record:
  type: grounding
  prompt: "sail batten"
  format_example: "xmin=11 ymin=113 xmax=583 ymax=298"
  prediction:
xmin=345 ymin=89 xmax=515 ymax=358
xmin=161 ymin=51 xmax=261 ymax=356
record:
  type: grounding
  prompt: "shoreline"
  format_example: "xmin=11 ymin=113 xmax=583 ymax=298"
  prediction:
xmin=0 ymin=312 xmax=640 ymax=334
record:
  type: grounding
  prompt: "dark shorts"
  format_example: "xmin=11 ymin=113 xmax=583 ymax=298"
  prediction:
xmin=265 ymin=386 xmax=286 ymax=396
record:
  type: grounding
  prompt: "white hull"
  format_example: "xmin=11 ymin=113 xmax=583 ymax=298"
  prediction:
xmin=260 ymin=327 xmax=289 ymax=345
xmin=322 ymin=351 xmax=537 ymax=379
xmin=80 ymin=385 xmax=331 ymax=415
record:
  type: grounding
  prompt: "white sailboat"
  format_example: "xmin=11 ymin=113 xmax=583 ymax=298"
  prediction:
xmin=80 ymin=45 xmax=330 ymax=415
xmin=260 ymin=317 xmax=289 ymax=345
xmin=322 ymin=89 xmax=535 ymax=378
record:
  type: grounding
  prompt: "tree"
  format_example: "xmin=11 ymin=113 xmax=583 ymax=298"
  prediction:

## SHORT PROBLEM
Rewrite all the records above, swapping every "white" for "red" and leaving everything else unchanged.

## RESULT FOR THIS EXERCISE
record:
  type: grounding
  prompt: "sail batten"
  format_example: "xmin=11 ymin=113 xmax=583 ymax=298"
  prediction:
xmin=345 ymin=89 xmax=515 ymax=358
xmin=161 ymin=51 xmax=261 ymax=356
record:
  type: grounding
  prompt: "shoreline"
  format_example: "xmin=11 ymin=113 xmax=583 ymax=298"
  prediction:
xmin=0 ymin=312 xmax=640 ymax=334
record:
  type: grounding
  prompt: "dark shorts"
  format_example: "xmin=11 ymin=113 xmax=583 ymax=298"
  prediction:
xmin=265 ymin=386 xmax=286 ymax=396
record:
  type: grounding
  prompt: "red hull"
  format_example: "xmin=11 ymin=113 xmax=583 ymax=298"
  prediction:
xmin=260 ymin=327 xmax=289 ymax=345
xmin=322 ymin=351 xmax=537 ymax=379
xmin=80 ymin=385 xmax=331 ymax=415
record:
  type: grounding
  prompt: "red sailboat"
  format_example: "xmin=11 ymin=113 xmax=583 ymax=298"
  prediction:
xmin=80 ymin=45 xmax=330 ymax=415
xmin=260 ymin=317 xmax=289 ymax=345
xmin=322 ymin=89 xmax=535 ymax=378
record:
  type: grounding
  prompt: "tree"
  format_example: "xmin=11 ymin=113 xmax=583 ymax=298"
  prediction:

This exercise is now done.